→ **TASK STATEMENT**
Retype the passage of the diabetic ketoacidosis abstract from "Background: The red" up to and including "infections and RA.".

Authors Zhou D, Wang J , Li X

Received 3 July 2021

Accepted for publication 10 August 2021

Published 7 September 2021 Volume 2021:14 Pages 5375—5380


Checked for plagiarism Yes

Review by Single anonymous peer review

Peer reviewer comments 2

Editor who approved publication: Dr Scott Fraser

Depu Zhou, Jie Wang, Xiaokun Li

Department of Endocrinology, Yanbian University Hospital, Yanji, Jilin Province, People’s Republic of China

Correspondence: Xiaokun Li
Department of Endocrinology, Yanbian University Hospital, No. 119, Shizi Street, Yanji City, Jilin Province, 133000, People’s Republic of China
Tel +86 433-2660170
Email [email protected]

Background: The red blood cell distribution width (RDW)–albumin ratio (RA) is a new biomarker, which is d-efined as RDW divided by albumin. This study aimed at determining the prognostic values of RA for diabetic ketoacidosis (DKA).
Methods: Data were obtained from Medical Information Mart for Intensive Care Database III V1.4 (MIMIC-III) and the RA calculated. Multivariate Cox regression analysis was performed to determine the correlation between RA and 90-day mortality or 365-day mortality. To further investigate the association with RA and mortality, the patients were divided into two groups. The second outcome was the association between the incidence of DKA-related infections and RA.
Results: For DKA patients in the ICU, RA was significantly correlated with 90-day mortality (HR: 2.1, 95% CI: 1.5, 3.0, p <  0.001) and 365-day mortality (HR: 1.9, 95% CI: 1.5, 2.5, p <  0.001). A high RA was independently correlated with increased 90-day mortality (HR: 7.8, 95% CI: 1.8, 34.0, p for trend < 0.001) and 365-day mortality (HR: 5.2, 95% CI: 2.4, 11.3, p for trend < 0.001). Moreover, RA was found to be an independent predictor for sepsis and septic shock in patients with DKA (HR: 2.9, 95% CI: 2.0, 4.1, p <  0.001). After adjusting for confounders, the statistical outcome was the same.
Conclusion: A high RA is significantly correlated with increased all-cause mortality of DKA as well as an increased incidence of DKA-related infections. RA is a potential prognostic marker for DKA.

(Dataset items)
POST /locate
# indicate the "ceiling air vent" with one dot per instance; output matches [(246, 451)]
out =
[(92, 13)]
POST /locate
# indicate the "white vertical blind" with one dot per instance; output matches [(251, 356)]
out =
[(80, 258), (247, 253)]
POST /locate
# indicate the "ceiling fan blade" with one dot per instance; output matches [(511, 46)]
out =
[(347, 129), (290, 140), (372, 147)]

→ **RESPONSE TO THE EXERCISE**
Background: The red blood cell distribution width (RDW)–albumin ratio (RA) is a new biomarker, which is d-efined as RDW divided by albumin. This study aimed at determining the prognostic values of RA for diabetic ketoacidosis (DKA).
Methods: Data were obtained from Medical Information Mart for Intensive Care Database III V1.4 (MIMIC-III) and the RA calculated. Multivariate Cox regression analysis was performed to determine the correlation between RA and 90-day mortality or 365-day mortality. To further investigate the association with RA and mortality, the patients were divided into two groups. The second outcome was the association between the incidence of DKA-related infections and RA.